REQUIRED WORK –
Skip the pictures and quote all of the lines exactly.

(Saved entries)
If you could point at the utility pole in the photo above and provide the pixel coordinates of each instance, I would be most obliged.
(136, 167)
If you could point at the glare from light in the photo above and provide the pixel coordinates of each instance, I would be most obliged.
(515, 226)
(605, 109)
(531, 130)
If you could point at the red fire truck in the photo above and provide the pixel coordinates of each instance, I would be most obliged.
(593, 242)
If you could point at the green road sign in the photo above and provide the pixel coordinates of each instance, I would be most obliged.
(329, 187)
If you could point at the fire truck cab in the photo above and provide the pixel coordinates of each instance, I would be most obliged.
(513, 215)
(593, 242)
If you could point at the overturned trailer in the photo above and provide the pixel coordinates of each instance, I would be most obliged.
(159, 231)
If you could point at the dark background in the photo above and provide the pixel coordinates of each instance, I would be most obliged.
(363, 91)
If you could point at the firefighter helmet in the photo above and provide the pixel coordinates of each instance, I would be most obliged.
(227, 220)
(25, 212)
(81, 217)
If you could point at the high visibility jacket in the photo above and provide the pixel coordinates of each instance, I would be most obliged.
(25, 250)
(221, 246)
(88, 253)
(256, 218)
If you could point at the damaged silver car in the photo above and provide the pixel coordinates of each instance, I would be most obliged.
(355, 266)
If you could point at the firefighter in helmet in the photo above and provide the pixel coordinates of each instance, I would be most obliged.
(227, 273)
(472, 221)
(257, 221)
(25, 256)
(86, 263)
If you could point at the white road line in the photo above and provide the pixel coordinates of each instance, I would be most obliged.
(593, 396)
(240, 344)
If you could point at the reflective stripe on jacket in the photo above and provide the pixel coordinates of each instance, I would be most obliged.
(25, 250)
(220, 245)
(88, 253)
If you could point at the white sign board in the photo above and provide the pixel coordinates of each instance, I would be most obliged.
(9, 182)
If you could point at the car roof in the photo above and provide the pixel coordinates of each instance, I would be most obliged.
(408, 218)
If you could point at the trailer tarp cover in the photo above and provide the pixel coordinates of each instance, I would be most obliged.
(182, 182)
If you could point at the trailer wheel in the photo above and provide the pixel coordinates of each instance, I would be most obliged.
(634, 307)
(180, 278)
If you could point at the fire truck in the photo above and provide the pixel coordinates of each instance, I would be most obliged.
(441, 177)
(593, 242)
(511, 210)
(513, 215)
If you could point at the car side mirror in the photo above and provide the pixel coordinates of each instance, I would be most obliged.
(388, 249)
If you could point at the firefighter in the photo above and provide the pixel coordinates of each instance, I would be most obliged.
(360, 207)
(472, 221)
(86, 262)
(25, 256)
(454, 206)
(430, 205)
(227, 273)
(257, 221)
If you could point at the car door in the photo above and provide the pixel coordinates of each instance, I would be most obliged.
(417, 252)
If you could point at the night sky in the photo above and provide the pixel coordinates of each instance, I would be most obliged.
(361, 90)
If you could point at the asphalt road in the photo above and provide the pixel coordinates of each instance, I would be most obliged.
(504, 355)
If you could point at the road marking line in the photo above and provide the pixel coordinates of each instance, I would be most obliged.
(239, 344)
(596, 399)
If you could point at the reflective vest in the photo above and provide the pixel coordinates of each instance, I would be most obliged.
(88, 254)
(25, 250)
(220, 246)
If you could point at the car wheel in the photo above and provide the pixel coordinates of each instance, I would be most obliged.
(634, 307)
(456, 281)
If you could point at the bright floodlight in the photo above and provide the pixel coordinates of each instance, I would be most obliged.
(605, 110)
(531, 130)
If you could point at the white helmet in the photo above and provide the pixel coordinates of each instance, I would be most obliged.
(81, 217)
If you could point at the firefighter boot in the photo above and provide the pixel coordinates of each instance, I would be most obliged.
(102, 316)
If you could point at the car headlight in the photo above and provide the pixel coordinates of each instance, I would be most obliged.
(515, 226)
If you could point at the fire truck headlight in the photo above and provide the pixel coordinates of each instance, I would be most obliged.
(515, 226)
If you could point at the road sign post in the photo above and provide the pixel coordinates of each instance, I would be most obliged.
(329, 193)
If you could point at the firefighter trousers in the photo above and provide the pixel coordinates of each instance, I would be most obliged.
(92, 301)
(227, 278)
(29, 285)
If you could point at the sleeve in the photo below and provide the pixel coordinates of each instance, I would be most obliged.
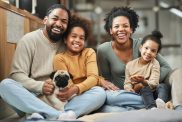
(59, 63)
(127, 82)
(91, 73)
(103, 64)
(21, 66)
(155, 75)
(165, 69)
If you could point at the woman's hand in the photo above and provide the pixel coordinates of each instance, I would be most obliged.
(66, 93)
(108, 85)
(48, 87)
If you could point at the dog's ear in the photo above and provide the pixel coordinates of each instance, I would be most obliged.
(52, 75)
(71, 76)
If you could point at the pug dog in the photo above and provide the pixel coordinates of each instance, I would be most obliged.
(61, 80)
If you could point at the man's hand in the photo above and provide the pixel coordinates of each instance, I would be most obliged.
(108, 85)
(48, 87)
(66, 93)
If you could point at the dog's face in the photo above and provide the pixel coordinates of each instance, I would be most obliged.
(61, 78)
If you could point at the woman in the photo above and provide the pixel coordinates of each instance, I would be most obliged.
(120, 24)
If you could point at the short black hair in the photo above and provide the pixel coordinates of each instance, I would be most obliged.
(55, 6)
(154, 36)
(121, 11)
(78, 21)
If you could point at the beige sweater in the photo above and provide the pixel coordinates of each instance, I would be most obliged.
(150, 71)
(33, 60)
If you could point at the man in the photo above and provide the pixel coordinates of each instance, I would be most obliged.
(31, 67)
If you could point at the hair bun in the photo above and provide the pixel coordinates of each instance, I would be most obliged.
(157, 34)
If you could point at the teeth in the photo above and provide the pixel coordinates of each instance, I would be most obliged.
(76, 45)
(56, 29)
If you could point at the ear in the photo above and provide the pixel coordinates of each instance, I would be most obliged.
(52, 75)
(64, 41)
(110, 31)
(45, 20)
(71, 76)
(140, 48)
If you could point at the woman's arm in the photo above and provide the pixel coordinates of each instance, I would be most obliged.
(103, 64)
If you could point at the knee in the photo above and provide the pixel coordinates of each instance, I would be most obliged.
(146, 89)
(163, 85)
(99, 93)
(6, 83)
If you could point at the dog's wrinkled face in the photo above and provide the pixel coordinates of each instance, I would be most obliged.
(61, 78)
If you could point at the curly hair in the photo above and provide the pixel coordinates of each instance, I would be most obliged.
(154, 36)
(121, 11)
(77, 21)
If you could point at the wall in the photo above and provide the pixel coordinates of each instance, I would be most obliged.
(14, 23)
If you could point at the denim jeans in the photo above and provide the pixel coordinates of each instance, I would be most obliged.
(162, 91)
(20, 98)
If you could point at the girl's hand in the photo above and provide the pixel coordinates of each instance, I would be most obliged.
(129, 89)
(48, 87)
(66, 93)
(138, 79)
(108, 85)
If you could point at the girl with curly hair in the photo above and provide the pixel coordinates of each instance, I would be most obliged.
(112, 56)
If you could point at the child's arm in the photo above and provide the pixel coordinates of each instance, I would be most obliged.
(153, 81)
(128, 86)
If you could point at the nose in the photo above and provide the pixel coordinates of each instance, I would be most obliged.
(148, 51)
(59, 23)
(121, 28)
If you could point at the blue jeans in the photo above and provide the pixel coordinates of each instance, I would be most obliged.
(119, 101)
(20, 98)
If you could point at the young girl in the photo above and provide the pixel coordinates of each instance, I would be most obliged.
(143, 73)
(81, 63)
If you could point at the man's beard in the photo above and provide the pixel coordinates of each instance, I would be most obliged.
(53, 36)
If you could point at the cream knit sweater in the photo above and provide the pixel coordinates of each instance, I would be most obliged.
(33, 60)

CORRECT OUTPUT –
If you could point at the utility pole in the photo above and provide the pixel coordinates of each instance, I would be most obliged.
(136, 167)
If you could point at the glare from light in the photo above and provide the pixel coordinates of each instance, I would be most obliged.
(515, 226)
(605, 109)
(531, 130)
If you could point at the red fire truck in the photo above and provide the pixel coordinates of each instance, I would be most obliged.
(593, 242)
If you could point at the green road sign in the photo above and provide the pixel coordinates of each instance, I would be most obliged.
(329, 187)
If you could point at the fire truck cab in the photo above and provide the pixel coordinates of each instance, I would be most obliged.
(513, 215)
(593, 242)
If you could point at the overturned trailer in the photo above and provide the pixel coordinates of each instance, I would be most obliged.
(159, 231)
If you could point at the dark background in the photo above and provide the pixel coordinates of each instance, I would be most obliged.
(363, 91)
If you could point at the firefighter helmet in the photo above and provide the pixel coordinates of each instance, I would be most obliged.
(227, 220)
(25, 212)
(81, 217)
If you could point at the high visibility jacket in the photo above and provide the pixel coordinates of each instance, I would be most obliged.
(25, 250)
(221, 246)
(88, 253)
(256, 218)
If you could point at the damaged silver car in the photo above and provide the pixel coordinates of each instance, I would be most obliged.
(355, 266)
If you could point at the firefighter in helmet in the photo above and provide the pixel coordinates of each instance, I would be most obliged.
(227, 273)
(472, 221)
(257, 221)
(25, 256)
(86, 263)
If you could point at the white road line in the photo above and provide the pixel coordinates of each instance, I would be most obliged.
(593, 396)
(240, 344)
If you could point at the reflective stripe on jacket in the photo above and provide the pixel coordinates of each instance, I would be most obliged.
(25, 250)
(220, 245)
(88, 253)
If you could point at the white sign board in the photo above and provide the pixel coordinates of each instance, I would be most obliged.
(9, 182)
If you could point at the car roof in the photo above and provide the pixel coordinates of each instance, I would be most obliged.
(408, 218)
If you could point at the trailer tarp cover in the photo above and provide the pixel coordinates of each instance, I would be most obliged.
(182, 182)
If you could point at the trailer wheel in the photo above and provide the pixel coordinates of each instance, I would be most obliged.
(634, 307)
(180, 278)
If you could point at the fire truck in the photo above and provide the pixel coordinates of each instance, I would be most obliged.
(441, 177)
(593, 242)
(511, 210)
(513, 215)
If you could point at the car side mirror in the photo above and provide the pixel coordinates of each instance, I would be most obliged.
(388, 249)
If you could point at the firefighter in the photo above and provide the pixel coordinates of each instance, I would be most obliged.
(360, 207)
(472, 221)
(86, 262)
(25, 256)
(454, 206)
(430, 205)
(227, 273)
(257, 221)
If you could point at the car door in the photo above and provide the pixel coordinates of each instance, I would be most obliged.
(417, 252)
If you could point at the night sky in the photo above and provide the pixel coordinates of each instance, I would be most obliged.
(361, 90)
If you could point at the asphalt road in the photo above and provide the pixel coordinates of each instance, I would be most obliged.
(504, 355)
If you could point at the road marking line in the photo above and provide the pixel coordinates of each instance, I would be most obliged.
(239, 344)
(596, 399)
If you could point at the reflective vest in the photo above and provide the pixel coordinates of each instance, I would be most obliged.
(88, 254)
(25, 250)
(220, 246)
If you could point at the car wheel in the photo above and provide the pixel coordinates of each instance, I would be most obliged.
(634, 307)
(456, 281)
If you could point at the bright floodlight in the photo above and provide the pixel coordinates of each instance, I would be most obliged.
(605, 110)
(531, 130)
If you could point at the white helmet in the photo above and provide the pixel coordinates of each instance, I would be most obliged.
(81, 217)
If you could point at the firefighter boot in the photo above and provide the pixel coordinates of each instance, I would be most obliged.
(102, 316)
If you could point at the car headlight in the photo above and provide the pixel coordinates of each instance, I would be most obliged.
(515, 226)
If you could point at the fire truck headlight in the photo above and provide the pixel coordinates of each instance, I would be most obliged.
(515, 226)
If you could point at the road sign post in the photo above and provide the pixel coordinates of each instance, I would be most obliged.
(329, 193)
If you could point at the firefighter trousers in the photo above and provide the pixel coordinates of each instance, I would be most obliged.
(92, 301)
(227, 278)
(29, 285)
If you could point at the sleeve in the photo below and provide the pixel coordinates of each instance, I would be most obliged.
(59, 63)
(127, 82)
(91, 73)
(103, 64)
(21, 66)
(155, 75)
(165, 69)
If you could point at the woman's hand in the photo above and provide the pixel coordinates of each instance, I would be most obliged.
(66, 93)
(108, 85)
(48, 87)
If you could point at the dog's ear in the photo above and provide the pixel coordinates of each instance, I would be most obliged.
(52, 75)
(71, 76)
If you could point at the pug dog in the photo above and provide the pixel coordinates of each instance, I would be most obliged.
(61, 80)
If you could point at the man's hand in the photo above and provide the pixel coordinates of each instance, I would be most obliged.
(108, 85)
(48, 87)
(66, 93)
If you could point at the dog's face in the photo above and provide the pixel coordinates of each instance, I would be most obliged.
(61, 78)
If you could point at the woman in the photo above and provide the pixel coordinates of each instance, I would be most obliged.
(120, 24)
If you could point at the short black hair in the photo above and provide the pixel coordinates of each instance, I would be most obliged.
(55, 6)
(154, 36)
(121, 11)
(78, 21)
If you could point at the beige sweater in the photo above and provide the pixel coordinates of each instance, I would be most obliged.
(150, 71)
(33, 60)
If you could point at the man in the photo above and provide the pixel coordinates of each instance, I would be most obliged.
(31, 67)
If you could point at the hair bun in the photo above and provide the pixel coordinates of each instance, I would be most obliged.
(157, 34)
If you could point at the teeth in the photo above and provide the pixel coordinates of each instance, I would be most obliged.
(76, 45)
(56, 29)
If you could point at the ear in the photo above and provide the pixel coordinates of each instance, I would be most obliged.
(52, 75)
(64, 41)
(110, 31)
(45, 20)
(71, 76)
(140, 48)
If you could point at the woman's arm in the photo above and provide the pixel coordinates of each instance, I would be most obliged.
(103, 64)
If you could point at the knee in the photo above and provide the pixel coordinates of each instance, I would be most obliged.
(146, 89)
(163, 85)
(99, 93)
(6, 83)
If you could point at the dog's wrinkled face in the photo above and provide the pixel coordinates of each instance, I would be most obliged.
(61, 78)
If you could point at the curly hair in the photo above and provide the pixel coordinates of each instance, I would be most obliged.
(154, 36)
(121, 11)
(77, 21)
If you could point at the wall in the photo above and provide the pixel coordinates of each instance, I would be most obliged.
(14, 23)
If you could point at the denim jeans in the photo above and provide the pixel coordinates of each instance, I would be most obliged.
(162, 91)
(20, 98)
If you could point at the girl's hand in the photo above and provide the pixel coordinates of each instance, I would be most obliged.
(129, 89)
(48, 87)
(66, 93)
(138, 79)
(108, 85)
If you could point at the girl with curly hair in the photo above and provide the pixel coordinates of each instance, I would be most obliged.
(112, 56)
If you could point at the child's arm in the photo above and provide the pixel coordinates of each instance, I would be most obliged.
(153, 81)
(128, 86)
If you could point at the nose in the photo above and provide the pixel coordinates of each instance, I would be most obliged.
(148, 51)
(59, 23)
(121, 28)
If you could point at the blue jeans in the photo above and provide the pixel coordinates of each instance, I would be most obliged.
(119, 101)
(20, 98)
If you could point at the young girl in the photo above and provide the pixel coordinates of each instance, I would be most obliged.
(143, 73)
(81, 63)
If you could point at the man's beard in the photo above and provide the pixel coordinates of each instance, I would be most obliged.
(53, 36)
If you could point at the cream knit sweater in the photo above and provide the pixel coordinates of each instance, I would be most obliged.
(33, 60)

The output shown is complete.